- What this task involves:
Pick out every line in the records below that contains the string "sandy", and copy each of those lines. Match case exactly.

- Exercise inputs:

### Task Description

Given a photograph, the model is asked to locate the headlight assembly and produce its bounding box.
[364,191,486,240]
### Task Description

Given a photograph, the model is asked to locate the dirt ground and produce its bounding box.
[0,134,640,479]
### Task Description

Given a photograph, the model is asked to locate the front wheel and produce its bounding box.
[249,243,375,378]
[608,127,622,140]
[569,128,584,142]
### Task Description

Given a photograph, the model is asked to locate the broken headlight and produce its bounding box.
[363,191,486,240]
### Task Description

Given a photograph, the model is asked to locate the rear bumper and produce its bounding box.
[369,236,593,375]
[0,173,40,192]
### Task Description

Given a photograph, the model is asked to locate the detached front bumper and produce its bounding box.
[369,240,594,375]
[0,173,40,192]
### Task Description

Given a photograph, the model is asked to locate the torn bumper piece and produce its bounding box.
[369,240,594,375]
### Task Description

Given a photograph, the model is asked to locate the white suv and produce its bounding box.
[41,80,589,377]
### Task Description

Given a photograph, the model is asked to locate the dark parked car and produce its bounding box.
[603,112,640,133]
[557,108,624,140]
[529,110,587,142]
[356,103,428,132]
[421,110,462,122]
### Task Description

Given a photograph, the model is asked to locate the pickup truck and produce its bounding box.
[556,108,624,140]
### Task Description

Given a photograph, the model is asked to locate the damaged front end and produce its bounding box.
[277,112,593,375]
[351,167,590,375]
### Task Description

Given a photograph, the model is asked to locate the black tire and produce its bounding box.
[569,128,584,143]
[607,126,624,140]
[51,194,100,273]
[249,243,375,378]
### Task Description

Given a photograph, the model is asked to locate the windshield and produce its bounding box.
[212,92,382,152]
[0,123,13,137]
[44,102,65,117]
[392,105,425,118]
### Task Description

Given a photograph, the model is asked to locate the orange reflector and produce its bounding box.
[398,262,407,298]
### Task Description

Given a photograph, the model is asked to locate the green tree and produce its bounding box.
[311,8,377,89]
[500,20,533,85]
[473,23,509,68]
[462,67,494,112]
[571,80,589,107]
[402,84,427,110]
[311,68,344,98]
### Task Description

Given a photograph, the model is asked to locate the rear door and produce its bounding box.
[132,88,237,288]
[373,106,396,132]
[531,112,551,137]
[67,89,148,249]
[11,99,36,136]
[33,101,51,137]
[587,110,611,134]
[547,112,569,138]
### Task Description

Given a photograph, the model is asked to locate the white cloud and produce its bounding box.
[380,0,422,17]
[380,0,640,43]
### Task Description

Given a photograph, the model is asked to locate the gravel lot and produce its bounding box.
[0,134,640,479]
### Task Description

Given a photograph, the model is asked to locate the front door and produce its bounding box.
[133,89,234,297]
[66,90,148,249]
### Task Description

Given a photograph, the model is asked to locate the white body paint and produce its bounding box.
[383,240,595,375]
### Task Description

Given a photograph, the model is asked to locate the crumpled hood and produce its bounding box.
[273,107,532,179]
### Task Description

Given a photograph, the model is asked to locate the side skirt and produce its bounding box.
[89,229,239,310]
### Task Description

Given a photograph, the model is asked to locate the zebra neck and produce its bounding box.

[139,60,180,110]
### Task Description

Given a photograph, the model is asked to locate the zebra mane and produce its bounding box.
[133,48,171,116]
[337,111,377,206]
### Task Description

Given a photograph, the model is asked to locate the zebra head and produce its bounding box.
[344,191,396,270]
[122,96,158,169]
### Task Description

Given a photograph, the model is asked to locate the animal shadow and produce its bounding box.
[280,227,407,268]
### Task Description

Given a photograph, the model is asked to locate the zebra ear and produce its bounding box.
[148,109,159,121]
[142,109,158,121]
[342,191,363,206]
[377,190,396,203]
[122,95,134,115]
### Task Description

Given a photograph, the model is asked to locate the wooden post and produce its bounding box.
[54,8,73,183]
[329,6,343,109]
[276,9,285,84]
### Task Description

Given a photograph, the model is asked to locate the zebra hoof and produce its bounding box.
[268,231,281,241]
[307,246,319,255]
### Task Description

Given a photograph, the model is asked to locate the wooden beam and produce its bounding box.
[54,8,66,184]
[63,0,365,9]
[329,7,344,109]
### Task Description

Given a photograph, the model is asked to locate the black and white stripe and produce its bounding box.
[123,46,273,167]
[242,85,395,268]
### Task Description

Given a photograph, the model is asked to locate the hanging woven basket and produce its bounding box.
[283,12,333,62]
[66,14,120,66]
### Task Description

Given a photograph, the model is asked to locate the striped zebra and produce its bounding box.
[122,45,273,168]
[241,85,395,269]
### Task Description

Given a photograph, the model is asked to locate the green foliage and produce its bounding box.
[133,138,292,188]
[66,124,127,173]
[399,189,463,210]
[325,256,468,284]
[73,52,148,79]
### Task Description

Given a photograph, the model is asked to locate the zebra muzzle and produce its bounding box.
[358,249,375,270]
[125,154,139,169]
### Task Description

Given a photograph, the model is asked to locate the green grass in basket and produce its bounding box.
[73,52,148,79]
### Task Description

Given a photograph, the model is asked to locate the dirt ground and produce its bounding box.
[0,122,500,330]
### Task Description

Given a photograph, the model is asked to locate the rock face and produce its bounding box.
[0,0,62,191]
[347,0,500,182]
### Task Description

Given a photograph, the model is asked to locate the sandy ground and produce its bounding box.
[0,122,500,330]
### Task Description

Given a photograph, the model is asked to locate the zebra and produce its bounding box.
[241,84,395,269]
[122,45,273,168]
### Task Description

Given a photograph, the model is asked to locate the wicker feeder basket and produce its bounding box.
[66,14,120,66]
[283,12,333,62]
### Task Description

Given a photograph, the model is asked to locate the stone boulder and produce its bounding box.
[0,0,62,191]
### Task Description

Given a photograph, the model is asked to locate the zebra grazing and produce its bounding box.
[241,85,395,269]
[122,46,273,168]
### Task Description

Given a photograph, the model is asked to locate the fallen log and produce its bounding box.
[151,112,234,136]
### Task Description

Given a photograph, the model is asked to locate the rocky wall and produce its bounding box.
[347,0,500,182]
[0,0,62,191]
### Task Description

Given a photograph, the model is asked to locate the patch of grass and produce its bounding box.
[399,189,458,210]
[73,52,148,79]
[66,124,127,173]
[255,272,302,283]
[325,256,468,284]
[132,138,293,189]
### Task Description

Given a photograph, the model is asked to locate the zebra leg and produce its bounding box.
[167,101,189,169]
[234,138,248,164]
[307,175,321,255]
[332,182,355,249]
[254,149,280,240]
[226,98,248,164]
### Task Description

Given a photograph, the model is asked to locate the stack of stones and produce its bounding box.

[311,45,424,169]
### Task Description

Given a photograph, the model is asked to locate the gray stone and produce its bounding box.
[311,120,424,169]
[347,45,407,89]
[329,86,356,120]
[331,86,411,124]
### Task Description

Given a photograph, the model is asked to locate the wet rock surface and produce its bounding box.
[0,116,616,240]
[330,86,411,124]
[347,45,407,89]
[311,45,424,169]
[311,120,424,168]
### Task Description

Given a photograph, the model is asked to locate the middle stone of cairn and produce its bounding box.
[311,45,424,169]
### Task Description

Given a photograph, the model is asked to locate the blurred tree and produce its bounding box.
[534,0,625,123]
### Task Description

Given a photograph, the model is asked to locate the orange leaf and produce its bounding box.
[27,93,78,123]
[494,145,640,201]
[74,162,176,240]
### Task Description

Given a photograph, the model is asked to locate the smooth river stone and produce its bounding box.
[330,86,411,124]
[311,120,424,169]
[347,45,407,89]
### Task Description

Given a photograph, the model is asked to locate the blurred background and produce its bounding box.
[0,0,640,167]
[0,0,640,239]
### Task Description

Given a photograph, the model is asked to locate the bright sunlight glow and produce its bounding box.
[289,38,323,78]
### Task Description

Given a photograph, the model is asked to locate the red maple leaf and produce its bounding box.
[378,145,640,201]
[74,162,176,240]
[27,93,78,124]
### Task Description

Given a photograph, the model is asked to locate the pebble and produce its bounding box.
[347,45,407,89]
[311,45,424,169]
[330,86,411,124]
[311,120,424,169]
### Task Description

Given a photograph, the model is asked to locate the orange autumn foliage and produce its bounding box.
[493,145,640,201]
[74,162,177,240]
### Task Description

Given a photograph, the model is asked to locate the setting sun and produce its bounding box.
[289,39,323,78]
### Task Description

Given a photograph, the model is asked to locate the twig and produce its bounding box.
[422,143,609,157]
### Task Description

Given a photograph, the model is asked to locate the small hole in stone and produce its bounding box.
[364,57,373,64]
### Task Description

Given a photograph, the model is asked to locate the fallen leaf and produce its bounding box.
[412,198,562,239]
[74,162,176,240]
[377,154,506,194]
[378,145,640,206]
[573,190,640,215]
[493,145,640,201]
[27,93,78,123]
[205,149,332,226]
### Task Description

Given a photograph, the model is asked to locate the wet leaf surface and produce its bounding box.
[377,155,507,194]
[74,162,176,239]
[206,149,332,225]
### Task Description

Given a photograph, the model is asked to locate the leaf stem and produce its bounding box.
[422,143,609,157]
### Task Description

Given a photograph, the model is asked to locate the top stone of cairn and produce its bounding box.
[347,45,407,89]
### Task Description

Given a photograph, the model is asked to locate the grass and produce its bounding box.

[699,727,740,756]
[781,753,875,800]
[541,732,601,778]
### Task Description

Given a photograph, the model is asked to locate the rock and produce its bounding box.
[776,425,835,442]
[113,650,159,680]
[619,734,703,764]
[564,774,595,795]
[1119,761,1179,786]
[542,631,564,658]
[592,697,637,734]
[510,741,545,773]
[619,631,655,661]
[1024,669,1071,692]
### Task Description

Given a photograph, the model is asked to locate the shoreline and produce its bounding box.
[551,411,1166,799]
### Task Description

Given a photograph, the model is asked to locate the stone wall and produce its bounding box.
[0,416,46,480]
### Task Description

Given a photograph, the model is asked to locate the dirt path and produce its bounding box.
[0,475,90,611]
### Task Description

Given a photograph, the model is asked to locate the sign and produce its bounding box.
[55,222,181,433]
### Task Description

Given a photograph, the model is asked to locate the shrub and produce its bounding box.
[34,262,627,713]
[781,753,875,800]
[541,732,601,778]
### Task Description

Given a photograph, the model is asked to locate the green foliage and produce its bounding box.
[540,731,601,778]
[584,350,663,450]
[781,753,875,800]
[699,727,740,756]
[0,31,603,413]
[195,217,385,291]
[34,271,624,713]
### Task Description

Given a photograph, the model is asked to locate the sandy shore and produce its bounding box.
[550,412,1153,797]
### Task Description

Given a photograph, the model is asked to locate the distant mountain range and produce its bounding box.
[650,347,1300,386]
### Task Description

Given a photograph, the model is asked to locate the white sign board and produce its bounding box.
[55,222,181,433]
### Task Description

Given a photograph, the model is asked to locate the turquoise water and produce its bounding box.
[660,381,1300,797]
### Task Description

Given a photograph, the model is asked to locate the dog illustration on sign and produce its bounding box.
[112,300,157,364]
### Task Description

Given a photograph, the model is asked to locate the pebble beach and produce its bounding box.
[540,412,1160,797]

- The solution:
Given a photograph, the model is asked to locate the sandy ground and produce its bounding box.
Given a photograph, the model is asked to locate the sandy shore and produce its bounding box.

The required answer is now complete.